Aim of the exercise
Nothing but the lines from the one with "Question. Put a dot on every instance of the person in" to the final line should be returned, each exactly as it appears.

Material for this exercise

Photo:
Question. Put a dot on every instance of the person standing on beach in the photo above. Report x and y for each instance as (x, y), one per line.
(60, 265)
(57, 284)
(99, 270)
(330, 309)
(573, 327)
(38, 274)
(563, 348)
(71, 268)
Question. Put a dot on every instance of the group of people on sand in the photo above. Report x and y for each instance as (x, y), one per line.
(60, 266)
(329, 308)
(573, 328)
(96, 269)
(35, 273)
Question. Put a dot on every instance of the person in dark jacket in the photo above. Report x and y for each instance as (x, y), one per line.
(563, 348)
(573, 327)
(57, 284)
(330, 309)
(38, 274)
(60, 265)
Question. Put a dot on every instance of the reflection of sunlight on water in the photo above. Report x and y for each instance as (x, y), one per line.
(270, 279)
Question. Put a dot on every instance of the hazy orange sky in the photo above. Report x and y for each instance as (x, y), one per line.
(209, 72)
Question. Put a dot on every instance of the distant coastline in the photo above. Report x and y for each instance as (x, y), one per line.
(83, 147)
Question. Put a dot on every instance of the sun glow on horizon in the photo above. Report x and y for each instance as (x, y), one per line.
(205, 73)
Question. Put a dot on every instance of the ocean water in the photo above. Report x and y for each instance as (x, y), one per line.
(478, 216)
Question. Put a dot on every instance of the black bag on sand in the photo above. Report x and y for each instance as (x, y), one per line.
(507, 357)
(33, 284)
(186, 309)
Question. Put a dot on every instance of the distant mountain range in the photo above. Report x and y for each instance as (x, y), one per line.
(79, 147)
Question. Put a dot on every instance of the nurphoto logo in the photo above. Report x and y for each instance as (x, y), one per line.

Answer for this exercise
Question. Put a dot on every instance of the person in dark jacket in the photo above. Report x and y for each instance as (x, y), one per line.
(563, 348)
(573, 327)
(57, 284)
(330, 309)
(38, 274)
(60, 265)
Question. Put a dot on every instance of the reflection of sunlight on water in the photo above. Report x and y for each instance as (x, y), one per line.
(270, 279)
Question. Put a dot on every instance of the hazy orange sky in the photo above. Report x and y for each instance as (x, y), one per line.
(209, 72)
Question. Put a dot on every instance of the distant coastline in the photo above. Report x and y for each instance as (x, y), one per line.
(83, 147)
Question. Put a dot on every instance of the sun glow on horizon in the photo above. Report x and y for each instance as (x, y), one per line.
(205, 73)
Question. Put a dot on every instance of the ocean water in the photo above. Report x and y for each instance as (x, y), one per line.
(478, 216)
Question. Put a dot on every instance of the black bag on sand in the photo above. Report x and y for each instance as (x, y), one per line.
(507, 357)
(33, 284)
(186, 309)
Question. Put a dot on every instance of the distant mountain range in the photo above. Report x and y for each instance as (x, y), one per line.
(79, 147)
Question. Put a dot on every instance of the nurphoto logo in the photo above. Report x and y for each instance as (x, y), one per line.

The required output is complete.